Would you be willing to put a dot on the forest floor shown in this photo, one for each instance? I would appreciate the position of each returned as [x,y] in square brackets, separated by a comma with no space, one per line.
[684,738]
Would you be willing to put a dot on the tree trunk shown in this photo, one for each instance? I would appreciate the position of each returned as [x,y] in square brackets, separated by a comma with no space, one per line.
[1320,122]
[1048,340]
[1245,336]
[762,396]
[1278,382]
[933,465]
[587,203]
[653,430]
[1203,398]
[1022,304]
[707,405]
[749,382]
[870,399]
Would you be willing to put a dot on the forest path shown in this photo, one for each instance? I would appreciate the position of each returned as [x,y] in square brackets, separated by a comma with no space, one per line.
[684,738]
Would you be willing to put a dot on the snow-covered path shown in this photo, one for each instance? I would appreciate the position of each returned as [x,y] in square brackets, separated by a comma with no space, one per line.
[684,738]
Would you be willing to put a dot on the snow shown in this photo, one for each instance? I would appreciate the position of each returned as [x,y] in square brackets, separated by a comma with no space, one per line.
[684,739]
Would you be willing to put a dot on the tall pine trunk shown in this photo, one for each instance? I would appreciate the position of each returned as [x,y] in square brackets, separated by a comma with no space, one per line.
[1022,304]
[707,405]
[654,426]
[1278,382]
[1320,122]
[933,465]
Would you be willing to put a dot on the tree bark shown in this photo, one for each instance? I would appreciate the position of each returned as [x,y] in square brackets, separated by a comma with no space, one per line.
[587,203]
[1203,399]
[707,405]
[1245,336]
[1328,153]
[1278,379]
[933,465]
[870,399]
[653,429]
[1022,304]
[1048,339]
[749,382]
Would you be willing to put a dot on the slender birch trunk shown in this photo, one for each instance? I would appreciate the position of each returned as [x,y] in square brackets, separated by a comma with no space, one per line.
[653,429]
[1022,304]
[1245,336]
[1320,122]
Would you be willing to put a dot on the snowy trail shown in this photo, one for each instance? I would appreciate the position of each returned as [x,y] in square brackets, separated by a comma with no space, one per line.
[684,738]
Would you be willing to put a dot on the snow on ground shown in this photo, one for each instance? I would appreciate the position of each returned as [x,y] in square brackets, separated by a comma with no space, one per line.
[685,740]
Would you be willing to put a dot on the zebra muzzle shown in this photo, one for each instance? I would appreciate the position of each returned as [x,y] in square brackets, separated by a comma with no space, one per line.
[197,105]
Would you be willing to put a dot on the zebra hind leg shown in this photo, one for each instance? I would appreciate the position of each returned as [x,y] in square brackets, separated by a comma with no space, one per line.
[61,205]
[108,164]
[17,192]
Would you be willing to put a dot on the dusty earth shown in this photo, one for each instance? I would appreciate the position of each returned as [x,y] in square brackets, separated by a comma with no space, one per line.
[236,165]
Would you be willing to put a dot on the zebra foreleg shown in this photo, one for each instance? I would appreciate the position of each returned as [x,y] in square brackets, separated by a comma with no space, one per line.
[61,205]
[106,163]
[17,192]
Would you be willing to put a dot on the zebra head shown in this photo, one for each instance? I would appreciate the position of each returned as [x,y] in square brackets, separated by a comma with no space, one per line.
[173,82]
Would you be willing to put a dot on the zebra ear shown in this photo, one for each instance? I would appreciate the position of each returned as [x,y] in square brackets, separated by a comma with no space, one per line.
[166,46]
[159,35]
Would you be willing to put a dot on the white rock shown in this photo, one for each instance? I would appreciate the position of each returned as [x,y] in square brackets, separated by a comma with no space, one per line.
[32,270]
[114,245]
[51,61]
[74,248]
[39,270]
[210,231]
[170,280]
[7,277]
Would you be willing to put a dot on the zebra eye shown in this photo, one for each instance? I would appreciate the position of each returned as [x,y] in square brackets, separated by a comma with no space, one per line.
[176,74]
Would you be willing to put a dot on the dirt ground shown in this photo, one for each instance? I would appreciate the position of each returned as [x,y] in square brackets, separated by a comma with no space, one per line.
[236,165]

----

Exercise directions: With no line omitted, copy all the data exactly.

Answer section:
Would you be willing to put a dot on the forest floor shown in this photo, one for each instance? I would appreciate the position of each returned as [x,y] in square brackets, separated by a comma with no space, one per line.
[684,738]
Would you be willing to put a dot on the tree trunk shown in this photo, one for each instance? I would appreciate the position of each returned as [x,y] in square brackets, separated by a comma with no space, one per line.
[1320,122]
[1048,340]
[1245,336]
[762,396]
[1278,382]
[933,465]
[587,203]
[653,430]
[1203,398]
[1022,304]
[707,405]
[749,382]
[870,399]
Would you be willing to put a dot on the forest path shown in this photo, one for each instance? I would appreciate the position of each returned as [x,y] in square brackets, separated by a comma with no space, one per line.
[684,738]
Would you be willing to put a dot on the snow-covered path shown in this photo, one for each instance? I would appreciate the position of each returned as [x,y] in square brackets, separated by a comma with no space, one per line.
[684,738]
Would you be willing to put a dot on the snow shown in this photo, one for each instance? I would appreciate the position of each returned as [x,y] in square brackets, separated by a comma with no space, one per line.
[684,739]
Would you be willing to put a dot on the tall pine trunk shown in this photo, one for each instance? I would appreciate the position of each returned as [x,y] in square brackets, separated by a comma with no space, one per line.
[1022,304]
[707,405]
[654,426]
[1278,382]
[1320,122]
[933,465]
Would you be willing to put a dot on the tree bark shown in this photo, one for each instance? I would appreciate the position of each returned as [x,y] in square brackets, separated by a comma with no space, one per line.
[587,203]
[1203,399]
[707,405]
[1245,336]
[1328,153]
[1278,379]
[933,465]
[870,399]
[653,429]
[1022,304]
[1048,339]
[749,382]
Would you be willing to put a dot on the slender birch trunk shown in this photo, one for each instance? I would appreciate the position of each returned as [x,y] in square brackets, separated by a comma with no space, one per line.
[653,429]
[1022,304]
[1245,336]
[1320,122]
Would you be willing to put a dot on the snowy trail shown in this photo, one for each instance? I would appreciate the position of each returned as [x,y] in square brackets, separated by a comma with no space, one per line.
[684,738]
Would you be willing to put a dot on the snow on ground shown in this photo, one for each instance? I would appreciate the position of each returned as [x,y] in square brackets, separated by a comma with no space, one per line.
[685,740]
Would you be willing to put a dot on the zebra muzzle shown in this photo, one for each instance? I would appreciate the position of each returned as [x,y] in square brackets, separated by a comma with no space, one per line.
[197,105]
Would you be willing to put a dot on the zebra hind leg shown in this photo, one for each instance? I would appreciate the position of each returned as [x,y] in square brackets, separated by a comma with no space, one per line.
[61,205]
[108,164]
[17,192]
Would you be willing to put a dot on the dusty earth shown in this photo, one for each instance? I would appreciate the position of each returned as [x,y] in square brackets, separated by a comma with no space, one per line.
[236,165]
Would you be willing to put a dot on the zebra foreleg shown in this photo, one for each instance? I would appreciate the position of each returned as [x,y] in square brackets, separated by a comma with no space, one per line.
[61,205]
[106,163]
[17,192]
Would you be willing to put a dot on the zebra head shown in this photo, one for each instance? I would appreciate the position of each returned as [x,y] in square brackets, separated by a comma with no space, one per line.
[173,82]
Would you be willing to put a dot on the zebra ear shown in this photo, one for each instance? I would appreciate the position of each returned as [x,y] in square brackets, separated by a comma with no space, one per line.
[166,46]
[159,35]
Would you be willing to put a dot on the white rock shown in this photo, one for each instance? I would appreciate the position of each returned as [x,y] in square brackets, separated by a comma with no space, one per line.
[32,270]
[114,245]
[51,61]
[74,248]
[39,270]
[210,231]
[170,280]
[7,277]
Would you be willing to put a dot on the zebra eye shown in this photo, one for each instance? I would appreciate the position of each returned as [x,y] in square brackets, separated by a comma with no space, one per line.
[176,74]
Would you be willing to put a dot on the dirt ground shown in this photo, one for each instance? I would appreciate the position of each returned as [x,y] in square brackets, separated by a comma with no space, one per line.
[236,165]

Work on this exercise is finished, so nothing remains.